Stated problem a: Format everything in the records from the line containing "I see a black" down to the end of the records as a numbered list, skipping blank lines and leaving out the pictures.

Text passage:
Agreement- Revocation

- one can change their mind anytime before acceptance, even if you as the offeror say it will be open for a certain period of time - the withdrawing of the offer by the offeror

Limited Liability Companies (LLCs)

- owners are the members; good for startups because of flexibility - treated like a corporation for liability for like a partnership for federal tax purposes - state laws have procedures to create LLCs: file articles of organization and state issues a certificate to operate the LLC - one person can form an LLC in most states - members have membership interests; have an outstanding agreement similar to the bylaws of a corporation - technically does not have perpetual life; death, resignation, retirement, or expulsion of member terminates the LLC (like a partnership); however, if remaining members consent, LLC can continue (should be set out in the articles of organization) - termination: there is a period of winding up, followed by payment to creditors and distribution of remaining assets

Material Breach

- performance substantially less than required - damages now due to non-breaching party

Social Media Rules in the Workplace

- policies making clear that organizations have the right to access emails that come to company computers or accounts - software scans emails for red flag words (sex, guarantee, social security number, etc.) - policies reduce: lost work time, litigation from harassment from emails with sexual content, loss of information that should be secure, etc. - Maryland: first state to ban employees from requesting access to social media account - some employers ask for voluntary access to social media but do not insist - remember everything once posted even if removed can be retrieved later

The Essential Employment Relationship

- principal-agent: agents act on behalf of the principal; agent has a degree of personal discretion; principal is usually liable for contracts made - master-servant or employer-employee: master servant is an old term still used by employer-employee is used more; employee's conduct is controlled by employer; the employee can also use an agent (distinction is sometimes blurred); employer is usually liable for contracts made by employee; may be responsible for some torts - employer-independent contractor (IC): not an employment relationship; employer does not control the details of the IC's performance; ICs are usually not agents, but can be (attorneys, auctioneers, etc.); employer is not liable for the ICs torts

The Role of Contract Law

- provides a legal mechanism to deal with others - law of contracts has evolved in commerce over the years/centuries

Convention on Contracts for the International Sale of Goods (CISG)

- pulls from civil law instead of common law - international sales covered by CISG default rule of law for commercial sale of goods by parties in countries that have adopted CISG - parties can specify to exclude application of CISG and choose another law to govern the contract - covers only sales between merchants, not the public - sales excluded: auctions, consumer goods bought for household use, contracts primarily for labor or other services, electricity, ships and aircrafts, securities such as stock, negotiable instruments, and money

Transferability of Ownership Interests

- refers to ability of an owner in a business to sell or pass interests to others - nontraded entities: in sole proprietorships, selling the business ends the existing proprietorship, price is FMV to be determined; if a partnership sells or assigns interest in the partnership, usually by agreement the partnership continues but the new person does not automatically become a partner- new person is just entitled to receive the share of profits the partner would have received, they cannot participate in management of partnership or right to partnership information without permission of other partners (often share is bought by other partners)

Material:
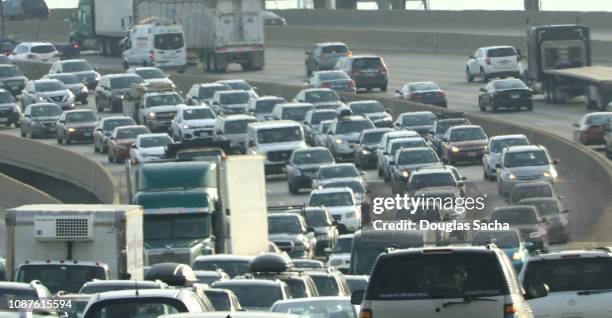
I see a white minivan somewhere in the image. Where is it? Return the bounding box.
[121,23,187,73]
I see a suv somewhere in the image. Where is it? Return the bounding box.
[351,245,546,318]
[495,145,559,197]
[304,42,351,76]
[336,55,389,92]
[465,46,521,83]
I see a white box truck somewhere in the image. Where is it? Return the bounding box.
[5,204,144,293]
[134,0,264,72]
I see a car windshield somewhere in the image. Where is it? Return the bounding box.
[472,231,520,248]
[402,114,436,126]
[350,102,386,115]
[448,127,487,141]
[62,61,92,73]
[110,75,144,89]
[135,68,166,79]
[490,209,539,226]
[336,120,374,134]
[368,253,509,301]
[30,105,62,117]
[138,136,172,148]
[268,216,304,234]
[183,108,215,120]
[224,119,256,134]
[36,80,66,92]
[304,90,340,103]
[523,257,612,297]
[308,192,354,207]
[257,127,304,144]
[0,66,23,77]
[66,112,98,123]
[490,138,529,153]
[146,94,184,107]
[504,150,550,168]
[319,165,359,180]
[293,149,334,165]
[117,127,149,139]
[219,92,251,104]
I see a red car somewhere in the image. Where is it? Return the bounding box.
[108,125,151,163]
[573,112,612,145]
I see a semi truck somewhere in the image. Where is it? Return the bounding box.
[4,204,144,293]
[525,24,612,110]
[126,142,268,266]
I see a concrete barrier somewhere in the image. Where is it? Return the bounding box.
[0,134,119,204]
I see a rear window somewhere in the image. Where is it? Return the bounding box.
[367,253,509,300]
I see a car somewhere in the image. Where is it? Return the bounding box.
[335,55,389,92]
[268,213,317,259]
[216,79,258,98]
[247,96,287,121]
[441,125,489,165]
[21,79,75,110]
[388,147,441,193]
[482,134,529,181]
[478,79,533,113]
[326,115,375,161]
[56,110,98,145]
[107,125,151,163]
[351,245,546,318]
[465,45,521,83]
[125,66,176,88]
[354,128,393,169]
[211,279,291,311]
[43,73,89,105]
[130,133,174,163]
[0,64,28,96]
[83,289,206,318]
[210,90,251,115]
[346,100,393,128]
[304,42,351,76]
[261,10,287,25]
[94,74,144,113]
[307,188,361,234]
[10,42,60,63]
[393,111,437,138]
[270,296,358,318]
[519,248,612,317]
[191,254,254,278]
[495,145,559,197]
[185,83,231,106]
[306,70,357,93]
[79,279,168,295]
[170,106,217,141]
[395,82,448,108]
[49,59,100,88]
[572,112,612,145]
[487,205,548,250]
[285,147,334,194]
[19,102,62,138]
[93,116,136,153]
[517,198,570,243]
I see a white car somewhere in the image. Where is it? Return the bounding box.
[465,46,521,83]
[307,188,361,233]
[170,106,217,141]
[519,248,612,318]
[9,42,60,63]
[130,133,172,163]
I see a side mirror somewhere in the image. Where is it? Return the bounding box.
[351,289,365,305]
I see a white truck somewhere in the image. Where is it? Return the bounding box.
[5,204,144,293]
[134,0,264,72]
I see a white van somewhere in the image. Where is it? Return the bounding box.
[121,23,187,73]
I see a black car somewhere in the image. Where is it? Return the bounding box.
[478,79,533,113]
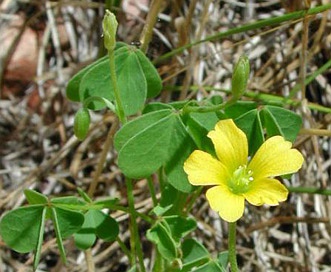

Stated problem b: Summarize the business law notes in three sentences.

Problem solution a:
1. I see a black car somewhere in the image. Where is it? Return the bounding box.
2. [478,79,533,113]

Problem solution b: The notes cover contract topics, including revocation of an offer before acceptance, material breach, the role of contract law, and the CISG, which governs international sales of goods between merchants. They describe limited liability companies, the transferability of ownership interests, and the principal-agent, employer-employee, and employer-independent contractor relationships. They also outline workplace social media rules, such as policies giving organizations the right to access emails that come to company computers or accounts.